# Aim of the task:
Pick out each line in the material below that contains the word "exterior", and treat uppercase and lowercase letters as different.

# Exercise data:
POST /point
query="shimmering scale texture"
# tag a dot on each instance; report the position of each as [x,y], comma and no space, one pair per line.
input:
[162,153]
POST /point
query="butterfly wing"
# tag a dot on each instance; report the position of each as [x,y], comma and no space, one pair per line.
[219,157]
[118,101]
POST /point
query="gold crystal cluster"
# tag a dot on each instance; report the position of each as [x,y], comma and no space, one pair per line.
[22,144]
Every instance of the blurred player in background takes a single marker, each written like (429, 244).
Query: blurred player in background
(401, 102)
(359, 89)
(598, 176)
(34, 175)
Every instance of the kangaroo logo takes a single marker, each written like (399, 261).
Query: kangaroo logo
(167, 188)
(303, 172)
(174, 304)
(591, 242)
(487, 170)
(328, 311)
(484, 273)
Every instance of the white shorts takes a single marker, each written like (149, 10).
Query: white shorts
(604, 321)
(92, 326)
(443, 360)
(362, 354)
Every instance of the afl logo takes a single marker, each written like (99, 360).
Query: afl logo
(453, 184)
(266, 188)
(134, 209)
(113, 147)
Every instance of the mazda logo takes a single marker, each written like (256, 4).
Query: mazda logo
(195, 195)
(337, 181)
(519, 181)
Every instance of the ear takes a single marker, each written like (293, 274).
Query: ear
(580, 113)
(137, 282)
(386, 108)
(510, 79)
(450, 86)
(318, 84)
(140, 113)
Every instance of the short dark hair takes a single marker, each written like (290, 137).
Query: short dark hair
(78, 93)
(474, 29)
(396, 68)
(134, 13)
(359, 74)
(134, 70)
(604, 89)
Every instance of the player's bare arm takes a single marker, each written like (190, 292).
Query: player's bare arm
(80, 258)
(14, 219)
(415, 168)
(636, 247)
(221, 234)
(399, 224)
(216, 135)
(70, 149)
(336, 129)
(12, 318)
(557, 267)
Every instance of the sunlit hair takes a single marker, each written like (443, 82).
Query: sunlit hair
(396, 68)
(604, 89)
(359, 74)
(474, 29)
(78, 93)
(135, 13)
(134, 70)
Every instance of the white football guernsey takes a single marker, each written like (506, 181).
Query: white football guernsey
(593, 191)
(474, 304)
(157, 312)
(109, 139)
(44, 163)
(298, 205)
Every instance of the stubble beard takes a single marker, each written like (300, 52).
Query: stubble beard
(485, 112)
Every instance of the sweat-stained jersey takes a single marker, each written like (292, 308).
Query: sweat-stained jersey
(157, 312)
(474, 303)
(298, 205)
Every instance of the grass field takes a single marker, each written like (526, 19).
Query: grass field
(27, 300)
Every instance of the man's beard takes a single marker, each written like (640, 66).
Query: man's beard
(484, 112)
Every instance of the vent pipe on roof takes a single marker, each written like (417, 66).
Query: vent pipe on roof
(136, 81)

--

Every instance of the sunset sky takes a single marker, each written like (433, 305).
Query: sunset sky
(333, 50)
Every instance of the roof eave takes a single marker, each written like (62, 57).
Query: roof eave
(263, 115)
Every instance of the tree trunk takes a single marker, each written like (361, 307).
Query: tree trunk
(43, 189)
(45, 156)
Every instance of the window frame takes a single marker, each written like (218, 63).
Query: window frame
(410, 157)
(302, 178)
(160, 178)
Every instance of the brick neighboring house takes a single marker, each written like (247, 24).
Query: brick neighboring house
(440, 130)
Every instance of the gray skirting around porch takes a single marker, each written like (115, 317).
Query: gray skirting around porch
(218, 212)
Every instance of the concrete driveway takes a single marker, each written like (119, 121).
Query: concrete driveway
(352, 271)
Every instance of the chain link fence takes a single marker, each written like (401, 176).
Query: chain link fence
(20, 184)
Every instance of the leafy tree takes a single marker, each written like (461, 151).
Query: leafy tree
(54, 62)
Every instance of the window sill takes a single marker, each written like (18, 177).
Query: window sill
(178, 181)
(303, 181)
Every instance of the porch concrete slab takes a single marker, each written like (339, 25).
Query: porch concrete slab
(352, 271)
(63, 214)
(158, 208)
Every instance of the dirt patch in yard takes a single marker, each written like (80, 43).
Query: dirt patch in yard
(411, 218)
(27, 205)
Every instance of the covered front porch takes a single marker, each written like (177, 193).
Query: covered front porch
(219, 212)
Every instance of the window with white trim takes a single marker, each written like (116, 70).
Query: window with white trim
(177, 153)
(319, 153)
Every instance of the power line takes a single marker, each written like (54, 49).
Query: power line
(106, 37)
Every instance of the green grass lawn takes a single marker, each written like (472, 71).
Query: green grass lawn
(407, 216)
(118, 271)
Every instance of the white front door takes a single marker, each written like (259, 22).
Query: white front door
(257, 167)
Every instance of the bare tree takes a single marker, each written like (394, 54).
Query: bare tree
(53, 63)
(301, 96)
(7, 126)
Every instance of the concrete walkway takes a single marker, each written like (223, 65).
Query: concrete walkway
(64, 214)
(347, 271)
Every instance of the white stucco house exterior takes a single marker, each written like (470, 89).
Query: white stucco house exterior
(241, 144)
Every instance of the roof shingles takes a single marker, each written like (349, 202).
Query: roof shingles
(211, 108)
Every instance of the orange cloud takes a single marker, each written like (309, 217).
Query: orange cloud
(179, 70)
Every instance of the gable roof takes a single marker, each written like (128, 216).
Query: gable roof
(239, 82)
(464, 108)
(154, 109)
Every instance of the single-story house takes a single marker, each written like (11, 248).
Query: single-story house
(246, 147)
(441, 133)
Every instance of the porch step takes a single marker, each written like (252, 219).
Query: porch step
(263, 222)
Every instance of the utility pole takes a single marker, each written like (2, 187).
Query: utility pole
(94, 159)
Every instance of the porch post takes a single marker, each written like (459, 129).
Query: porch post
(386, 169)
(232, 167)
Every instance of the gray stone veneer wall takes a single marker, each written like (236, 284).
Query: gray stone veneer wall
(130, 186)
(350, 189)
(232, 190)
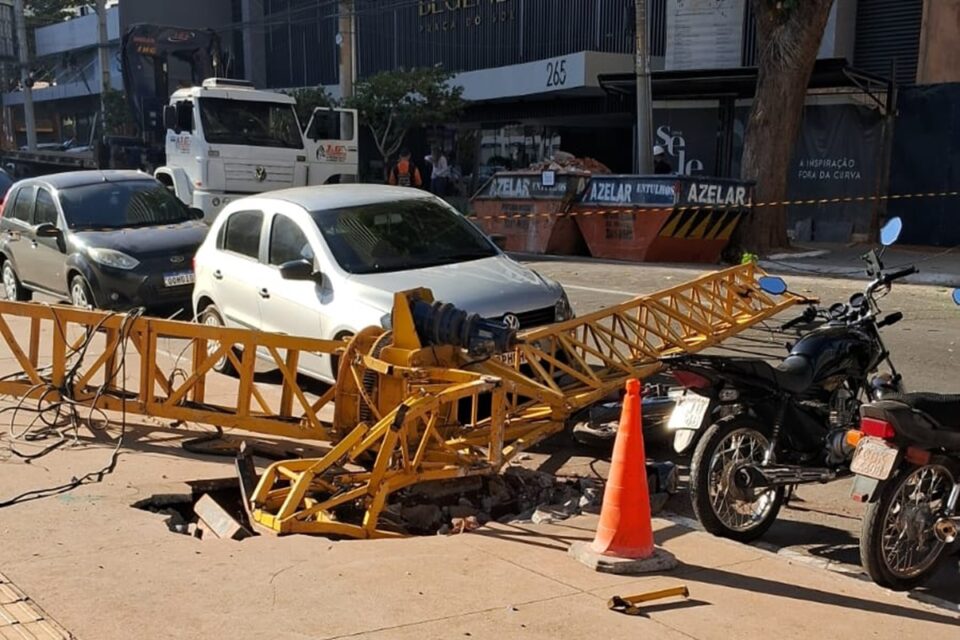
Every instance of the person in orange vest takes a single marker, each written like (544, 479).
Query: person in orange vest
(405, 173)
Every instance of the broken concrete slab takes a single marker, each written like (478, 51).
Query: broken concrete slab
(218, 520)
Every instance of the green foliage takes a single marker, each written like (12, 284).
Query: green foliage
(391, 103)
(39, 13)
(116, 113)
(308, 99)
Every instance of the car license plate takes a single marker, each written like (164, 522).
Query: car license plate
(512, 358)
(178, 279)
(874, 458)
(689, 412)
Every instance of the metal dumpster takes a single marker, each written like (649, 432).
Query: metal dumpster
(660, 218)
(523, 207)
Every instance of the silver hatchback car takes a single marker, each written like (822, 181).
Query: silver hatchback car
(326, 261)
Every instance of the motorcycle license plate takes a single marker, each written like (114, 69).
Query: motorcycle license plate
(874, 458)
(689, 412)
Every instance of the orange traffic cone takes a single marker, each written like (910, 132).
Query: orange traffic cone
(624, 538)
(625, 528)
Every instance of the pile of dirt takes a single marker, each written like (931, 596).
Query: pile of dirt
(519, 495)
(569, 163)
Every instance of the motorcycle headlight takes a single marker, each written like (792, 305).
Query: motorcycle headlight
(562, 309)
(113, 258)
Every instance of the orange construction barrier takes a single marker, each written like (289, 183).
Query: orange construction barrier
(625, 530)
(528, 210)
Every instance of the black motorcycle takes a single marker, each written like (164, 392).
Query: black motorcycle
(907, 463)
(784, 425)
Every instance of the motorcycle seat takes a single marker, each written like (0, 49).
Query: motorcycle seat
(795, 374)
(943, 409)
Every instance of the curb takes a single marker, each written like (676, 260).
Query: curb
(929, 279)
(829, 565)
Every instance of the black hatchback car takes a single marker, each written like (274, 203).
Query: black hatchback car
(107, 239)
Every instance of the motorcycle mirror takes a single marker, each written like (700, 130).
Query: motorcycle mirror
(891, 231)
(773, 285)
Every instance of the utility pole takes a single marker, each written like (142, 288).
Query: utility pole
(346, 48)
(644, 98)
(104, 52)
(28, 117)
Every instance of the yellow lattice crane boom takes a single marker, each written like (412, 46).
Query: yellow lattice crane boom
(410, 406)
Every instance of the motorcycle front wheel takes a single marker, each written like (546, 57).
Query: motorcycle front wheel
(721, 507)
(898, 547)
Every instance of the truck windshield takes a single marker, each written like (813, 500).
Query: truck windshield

...

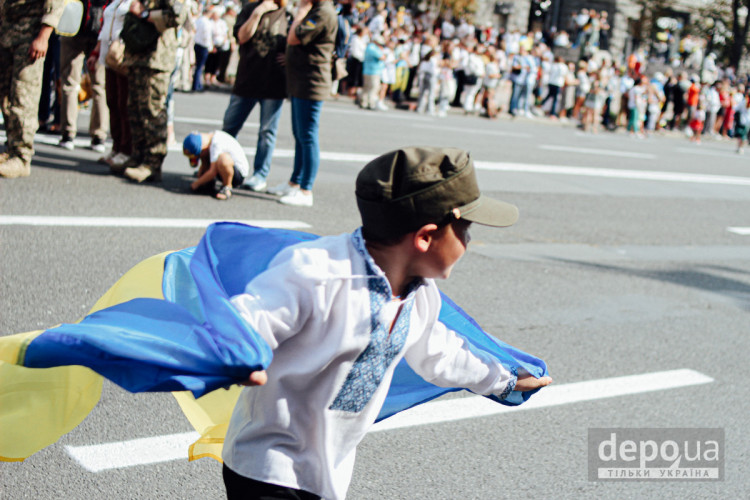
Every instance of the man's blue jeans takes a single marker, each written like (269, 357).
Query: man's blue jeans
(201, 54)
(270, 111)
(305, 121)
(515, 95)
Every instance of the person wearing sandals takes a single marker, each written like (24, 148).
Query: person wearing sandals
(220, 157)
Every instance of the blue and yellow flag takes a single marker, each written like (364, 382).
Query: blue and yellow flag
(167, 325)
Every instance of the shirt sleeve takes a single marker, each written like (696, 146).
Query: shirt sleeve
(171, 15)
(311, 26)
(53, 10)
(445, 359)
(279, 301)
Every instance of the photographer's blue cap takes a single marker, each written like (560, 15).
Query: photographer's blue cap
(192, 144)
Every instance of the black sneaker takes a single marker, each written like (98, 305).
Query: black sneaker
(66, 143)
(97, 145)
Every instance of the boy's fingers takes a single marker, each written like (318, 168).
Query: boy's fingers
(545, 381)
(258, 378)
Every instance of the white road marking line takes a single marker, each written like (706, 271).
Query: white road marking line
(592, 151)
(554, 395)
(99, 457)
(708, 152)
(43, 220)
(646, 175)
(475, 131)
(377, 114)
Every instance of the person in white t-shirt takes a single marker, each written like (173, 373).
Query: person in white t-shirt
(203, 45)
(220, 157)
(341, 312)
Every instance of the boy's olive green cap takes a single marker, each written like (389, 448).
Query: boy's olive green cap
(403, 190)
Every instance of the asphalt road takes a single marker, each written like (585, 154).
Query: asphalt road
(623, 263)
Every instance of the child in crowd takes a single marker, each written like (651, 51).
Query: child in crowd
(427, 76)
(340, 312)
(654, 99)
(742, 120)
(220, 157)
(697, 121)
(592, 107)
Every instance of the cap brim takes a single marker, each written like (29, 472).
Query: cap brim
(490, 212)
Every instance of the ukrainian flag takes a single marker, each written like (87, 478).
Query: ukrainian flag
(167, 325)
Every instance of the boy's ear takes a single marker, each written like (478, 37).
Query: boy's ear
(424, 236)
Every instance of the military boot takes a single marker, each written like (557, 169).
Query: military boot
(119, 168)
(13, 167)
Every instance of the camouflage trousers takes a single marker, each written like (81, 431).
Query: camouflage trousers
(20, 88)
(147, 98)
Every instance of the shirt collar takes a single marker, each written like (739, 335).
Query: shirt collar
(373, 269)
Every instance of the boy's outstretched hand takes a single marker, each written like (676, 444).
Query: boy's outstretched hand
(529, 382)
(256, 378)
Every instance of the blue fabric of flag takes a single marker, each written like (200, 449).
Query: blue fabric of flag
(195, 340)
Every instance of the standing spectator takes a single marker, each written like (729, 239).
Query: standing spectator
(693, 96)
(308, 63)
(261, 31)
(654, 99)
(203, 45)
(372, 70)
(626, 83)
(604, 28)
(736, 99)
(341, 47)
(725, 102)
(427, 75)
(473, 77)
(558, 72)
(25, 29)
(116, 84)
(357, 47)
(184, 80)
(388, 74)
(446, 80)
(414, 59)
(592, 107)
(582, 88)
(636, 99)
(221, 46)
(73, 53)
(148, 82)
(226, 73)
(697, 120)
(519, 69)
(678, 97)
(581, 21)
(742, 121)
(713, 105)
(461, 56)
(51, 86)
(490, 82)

# Complete output:
Every instance of the white stucco house exterior takes a single marker, each written like (470, 89).
Query: white stucco house exterior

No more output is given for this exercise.